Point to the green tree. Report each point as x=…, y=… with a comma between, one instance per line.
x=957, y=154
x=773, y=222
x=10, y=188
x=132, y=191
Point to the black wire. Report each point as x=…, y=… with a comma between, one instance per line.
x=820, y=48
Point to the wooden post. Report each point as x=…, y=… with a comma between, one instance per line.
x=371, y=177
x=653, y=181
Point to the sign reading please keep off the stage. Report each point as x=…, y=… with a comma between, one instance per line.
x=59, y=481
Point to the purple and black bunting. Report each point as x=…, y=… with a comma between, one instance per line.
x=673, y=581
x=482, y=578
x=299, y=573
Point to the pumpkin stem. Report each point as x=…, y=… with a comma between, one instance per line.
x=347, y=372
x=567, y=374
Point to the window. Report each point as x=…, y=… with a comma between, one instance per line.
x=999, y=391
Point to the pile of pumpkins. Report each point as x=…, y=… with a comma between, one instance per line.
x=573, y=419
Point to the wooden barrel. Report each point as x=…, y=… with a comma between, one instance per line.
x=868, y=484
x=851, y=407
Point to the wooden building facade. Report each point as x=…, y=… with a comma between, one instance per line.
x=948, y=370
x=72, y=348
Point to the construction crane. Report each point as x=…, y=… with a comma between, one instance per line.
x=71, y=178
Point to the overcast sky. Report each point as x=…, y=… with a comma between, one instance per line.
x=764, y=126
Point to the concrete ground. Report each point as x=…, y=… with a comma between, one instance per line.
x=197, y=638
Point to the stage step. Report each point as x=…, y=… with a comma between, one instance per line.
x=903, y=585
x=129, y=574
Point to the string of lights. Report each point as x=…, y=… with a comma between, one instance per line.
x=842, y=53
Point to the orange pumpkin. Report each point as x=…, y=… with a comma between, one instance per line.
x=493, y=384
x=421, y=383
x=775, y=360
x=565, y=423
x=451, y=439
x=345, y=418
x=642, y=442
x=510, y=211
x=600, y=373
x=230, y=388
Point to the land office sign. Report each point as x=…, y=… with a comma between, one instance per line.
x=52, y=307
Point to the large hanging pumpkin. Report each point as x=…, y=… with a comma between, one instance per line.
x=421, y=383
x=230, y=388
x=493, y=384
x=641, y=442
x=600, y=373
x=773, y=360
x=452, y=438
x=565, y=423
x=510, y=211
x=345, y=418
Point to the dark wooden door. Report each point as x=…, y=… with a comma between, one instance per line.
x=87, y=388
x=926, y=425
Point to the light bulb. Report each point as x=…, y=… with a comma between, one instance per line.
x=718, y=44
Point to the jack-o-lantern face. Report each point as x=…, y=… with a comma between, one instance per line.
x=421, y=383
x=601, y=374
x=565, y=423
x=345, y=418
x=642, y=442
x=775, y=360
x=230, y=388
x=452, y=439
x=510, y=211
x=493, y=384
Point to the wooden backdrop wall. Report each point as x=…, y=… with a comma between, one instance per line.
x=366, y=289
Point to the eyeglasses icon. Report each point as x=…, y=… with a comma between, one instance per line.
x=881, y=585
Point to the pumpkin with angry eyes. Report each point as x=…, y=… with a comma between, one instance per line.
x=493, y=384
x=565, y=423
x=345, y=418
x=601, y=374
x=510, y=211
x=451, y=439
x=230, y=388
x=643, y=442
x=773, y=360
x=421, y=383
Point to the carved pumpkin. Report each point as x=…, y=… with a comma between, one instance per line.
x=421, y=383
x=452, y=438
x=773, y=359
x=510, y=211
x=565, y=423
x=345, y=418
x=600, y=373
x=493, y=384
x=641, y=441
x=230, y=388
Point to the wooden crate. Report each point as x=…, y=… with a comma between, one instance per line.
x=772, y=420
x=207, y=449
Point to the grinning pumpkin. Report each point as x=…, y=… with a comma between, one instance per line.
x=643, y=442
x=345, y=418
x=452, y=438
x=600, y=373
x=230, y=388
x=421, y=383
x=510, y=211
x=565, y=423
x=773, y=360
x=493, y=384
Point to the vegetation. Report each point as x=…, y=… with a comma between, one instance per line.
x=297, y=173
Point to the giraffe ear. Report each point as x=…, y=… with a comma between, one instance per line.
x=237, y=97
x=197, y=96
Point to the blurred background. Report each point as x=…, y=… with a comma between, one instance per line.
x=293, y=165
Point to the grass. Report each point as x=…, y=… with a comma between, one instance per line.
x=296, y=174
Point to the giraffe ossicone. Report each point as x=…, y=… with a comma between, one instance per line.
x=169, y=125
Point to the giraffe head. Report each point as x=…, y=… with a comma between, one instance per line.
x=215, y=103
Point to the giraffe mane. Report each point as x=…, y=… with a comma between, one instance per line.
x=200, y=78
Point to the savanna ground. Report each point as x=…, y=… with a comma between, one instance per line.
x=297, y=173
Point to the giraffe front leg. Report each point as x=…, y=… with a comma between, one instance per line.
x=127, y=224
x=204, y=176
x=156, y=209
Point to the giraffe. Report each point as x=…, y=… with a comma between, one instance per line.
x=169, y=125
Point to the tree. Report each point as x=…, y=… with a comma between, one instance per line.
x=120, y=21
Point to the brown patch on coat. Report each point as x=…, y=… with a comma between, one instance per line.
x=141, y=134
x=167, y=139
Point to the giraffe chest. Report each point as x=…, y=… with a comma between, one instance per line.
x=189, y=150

#### TASK STATEMENT:
Print all of the lines above word for word, with no changes.

#### COMPLETED EXERCISE:
Point to the green tree. Report each point as x=…, y=… with a comma between, one instance per line.
x=957, y=154
x=773, y=222
x=10, y=188
x=132, y=191
Point to the black wire. Report each point as x=…, y=… with a comma between, one instance per line.
x=820, y=48
Point to the wooden post. Report each point as x=…, y=… with a comma between, one instance per line.
x=371, y=177
x=653, y=181
Point to the sign reading please keep off the stage. Report each point as x=…, y=… with a comma between, one instance per line.
x=59, y=481
Point to the purple and black bunting. Report each point as x=…, y=… with a comma between, one instance per line.
x=673, y=581
x=482, y=578
x=299, y=573
Point to the pumpkin stem. Report each point as x=…, y=… with a comma between, one instance per line.
x=347, y=372
x=567, y=374
Point to the window. Report each point as x=…, y=… with a comma between, one instance per line.
x=999, y=391
Point to the pile of pumpkins. Report each point as x=…, y=… with a comma between, one instance per line.
x=573, y=419
Point to the wooden barrel. Report each point as x=…, y=… with a comma between, one instance per line.
x=868, y=484
x=851, y=407
Point to the wooden building facade. Report each point as x=…, y=… with a comma between, one instance per line.
x=948, y=370
x=72, y=348
Point to the construction crane. Report each point as x=…, y=… with a comma between, one instance per line.
x=71, y=178
Point to the overcast sky. Report each point as x=…, y=… with a comma between, one instance per line.
x=764, y=126
Point to the concrete ground. Report each point as x=…, y=… with a comma between, one instance per line.
x=197, y=638
Point to the stage step. Report each point as x=…, y=… with a comma between, one instance per line.
x=903, y=585
x=129, y=574
Point to the string of lights. Report each point as x=…, y=… with a comma between, one instance per line.
x=842, y=53
Point to the orange pumpkin. Report each point as x=…, y=… with a comma between, one instance per line.
x=493, y=384
x=421, y=383
x=775, y=360
x=565, y=423
x=451, y=439
x=345, y=418
x=642, y=442
x=510, y=211
x=600, y=373
x=230, y=388
Point to the land office sign. Report each point as x=…, y=… with a comma between, one instance per line.
x=52, y=307
Point to the large hanging pumpkin. Report each point as x=…, y=… with a comma between, one instance per line.
x=421, y=383
x=230, y=388
x=493, y=384
x=641, y=442
x=600, y=373
x=773, y=360
x=452, y=438
x=565, y=423
x=510, y=211
x=345, y=418
Point to the dark wooden door. Report each point as x=…, y=… with a comma between, one instance per line.
x=87, y=388
x=926, y=425
Point to the light bulb. Report each point as x=…, y=… with a comma between, one instance per line.
x=718, y=44
Point to the jack-o-lantern face. Report each point as x=…, y=… with a comma between, one instance per line.
x=421, y=383
x=601, y=374
x=565, y=423
x=345, y=418
x=642, y=442
x=775, y=360
x=230, y=388
x=452, y=439
x=510, y=211
x=493, y=384
Point to the wooden backdrop wall. Report each point as x=…, y=… with a comma between, one instance per line.
x=366, y=289
Point to the eyeglasses icon. Report each point as x=…, y=… with a comma between, one instance per line.
x=881, y=585
Point to the pumpkin with angry eyes. Report each point as x=…, y=… with a comma between, one instance per line.
x=493, y=384
x=565, y=423
x=345, y=418
x=601, y=374
x=510, y=211
x=451, y=439
x=230, y=388
x=643, y=442
x=773, y=360
x=421, y=383
Point to the carved pumpkin. Report each point as x=…, y=… with a comma between, one instance per line.
x=421, y=383
x=452, y=438
x=773, y=359
x=510, y=211
x=565, y=423
x=345, y=418
x=600, y=373
x=493, y=384
x=641, y=441
x=230, y=388
Point to the wooden crate. Report each point as x=…, y=… with a comma between, one instance per line.
x=772, y=420
x=207, y=449
Point to the grinning pumpkin. Report each point as x=…, y=… with a comma between, one instance per line.
x=643, y=442
x=345, y=418
x=452, y=438
x=600, y=373
x=230, y=388
x=421, y=383
x=510, y=211
x=565, y=423
x=773, y=360
x=493, y=384
Point to the vegetation. Report each point as x=…, y=… with a comma between, one instance per line.
x=297, y=173
Point to the giraffe ear. Report each point as x=…, y=… with a comma between, one instance per line.
x=237, y=97
x=197, y=96
Point to the blurred background. Report each point as x=…, y=… with a comma between, one instance per line.
x=293, y=165
Point to the grass. Report each point as x=…, y=… with a comma between, one instance per line.
x=296, y=174
Point to the giraffe ossicone. Report each point as x=…, y=… with a comma between, one instance per line.
x=169, y=125
Point to the giraffe head. Report each point as x=…, y=… with a comma between, one instance per line.
x=215, y=103
Point to the giraffe mane. Report each point as x=…, y=… with a comma between, one instance per line.
x=200, y=78
Point to the savanna ground. Report each point as x=…, y=… with a comma between, one instance per line.
x=297, y=173
Point to the giraffe front leg. Report each point as x=…, y=… with a comma between, one instance per line.
x=127, y=224
x=204, y=176
x=156, y=209
Point to the giraffe. Report each point as x=…, y=… with a comma between, one instance per line.
x=169, y=125
Point to the tree. Report each point as x=…, y=… with a comma between, one instance per line.
x=120, y=21
Point to the brown patch on coat. Report each point as x=…, y=… with a comma between, one instance per line.
x=141, y=134
x=167, y=139
Point to the giraffe chest. Report each point as x=…, y=… with a comma between, one instance per line.
x=189, y=150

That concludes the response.